Copy out all the material below line for line. Multiply every coordinate in the bracketed pairs that sit alone on their own lines by 1.95 and round each result to a whole number, with halves rounded up, and leave the pictures out.

___ Input rows ___

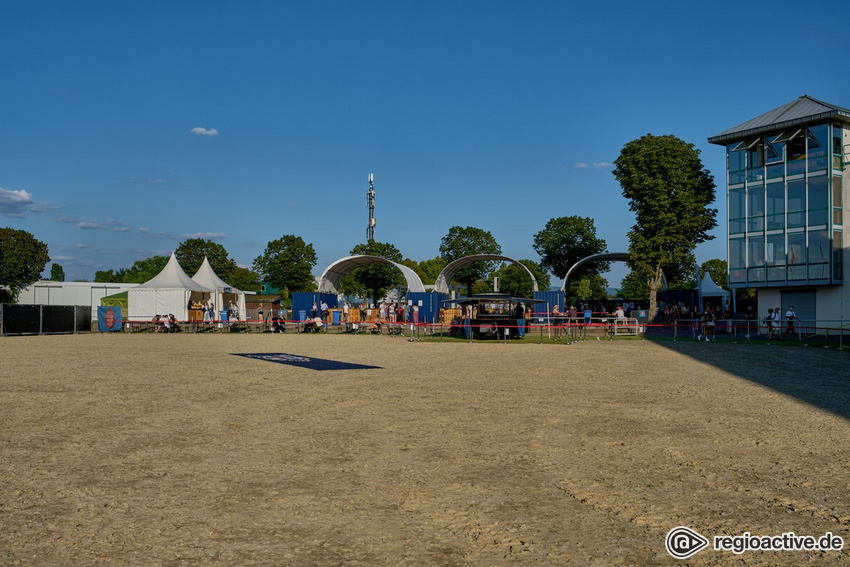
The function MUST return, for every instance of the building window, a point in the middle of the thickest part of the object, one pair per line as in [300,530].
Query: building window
[837,146]
[817,138]
[737,211]
[755,207]
[774,256]
[797,256]
[775,206]
[737,164]
[755,259]
[796,203]
[819,252]
[737,260]
[818,205]
[796,148]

___

Full answer:
The function MUST return, for every instance of the building window, a point in the middle of the thickest part of the object, one pair per line as in [300,530].
Query: building window
[1632,285]
[1593,269]
[1437,411]
[1472,404]
[1509,499]
[1554,499]
[1511,402]
[1437,320]
[1472,505]
[1552,396]
[1597,491]
[1437,507]
[1595,400]
[1552,289]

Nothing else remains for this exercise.